• **WHAT IS REQUIRED**: Lay out the stretch of the items below, from the line containing "Target: metal bucket" through the end of the items, as a JSON list of strings with one string per line and no blank lines. Leave the pictures out of the answer.

Collection entries:
+---+

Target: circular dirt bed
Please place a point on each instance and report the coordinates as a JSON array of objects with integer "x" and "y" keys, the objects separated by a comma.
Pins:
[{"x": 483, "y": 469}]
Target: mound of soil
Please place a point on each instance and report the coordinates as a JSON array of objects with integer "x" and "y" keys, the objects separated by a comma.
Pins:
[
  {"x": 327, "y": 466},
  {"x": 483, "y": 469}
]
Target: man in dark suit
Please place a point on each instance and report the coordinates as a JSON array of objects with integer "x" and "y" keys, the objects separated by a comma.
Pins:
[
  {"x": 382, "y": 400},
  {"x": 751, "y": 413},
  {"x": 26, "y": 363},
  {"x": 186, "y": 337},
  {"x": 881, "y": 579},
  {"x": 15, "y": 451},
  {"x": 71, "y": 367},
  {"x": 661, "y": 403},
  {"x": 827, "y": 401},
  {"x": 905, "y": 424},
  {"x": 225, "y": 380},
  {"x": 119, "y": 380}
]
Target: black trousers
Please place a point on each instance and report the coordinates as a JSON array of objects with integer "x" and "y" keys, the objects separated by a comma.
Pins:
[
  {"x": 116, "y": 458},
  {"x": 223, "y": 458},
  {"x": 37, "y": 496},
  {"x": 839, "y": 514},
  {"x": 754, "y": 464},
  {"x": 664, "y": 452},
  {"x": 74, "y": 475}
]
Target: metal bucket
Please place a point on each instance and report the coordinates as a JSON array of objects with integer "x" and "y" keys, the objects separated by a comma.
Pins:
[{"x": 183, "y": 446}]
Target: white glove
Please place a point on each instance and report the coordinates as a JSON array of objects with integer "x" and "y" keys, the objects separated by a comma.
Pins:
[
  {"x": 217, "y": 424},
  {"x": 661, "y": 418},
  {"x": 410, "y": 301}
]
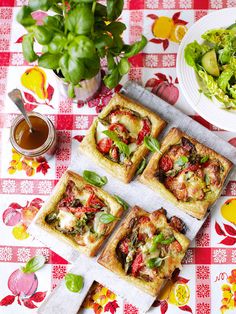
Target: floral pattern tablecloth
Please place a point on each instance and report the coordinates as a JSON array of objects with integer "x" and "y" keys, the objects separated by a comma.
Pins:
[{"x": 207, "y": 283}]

+---+

• **RESPONSE**:
[
  "Target: metal bucket",
  "Please place a point on each instance and report the coordinates as a JSON array of objects with integer \"x\" and \"y\" keys, the objects separated by a comma.",
  "Pins:",
  "[{\"x\": 183, \"y\": 446}]",
  "Target: white glove",
  "Please place a point on each instance and report the coordinates as a JSON array of objects with integer \"x\" and \"y\" keys, the objects separated by a comma.",
  "Pins:",
  "[",
  "  {\"x\": 217, \"y\": 424},",
  "  {\"x\": 661, \"y\": 418},",
  "  {\"x\": 410, \"y\": 301}",
  "]",
  "Target: floral pattern tablecloth",
  "Please place a point on each instance and report the coordinates as a JSON array of objects with integer \"x\" and \"y\" keys, the objects separated by a comma.",
  "Pins:",
  "[{\"x\": 207, \"y\": 283}]"
]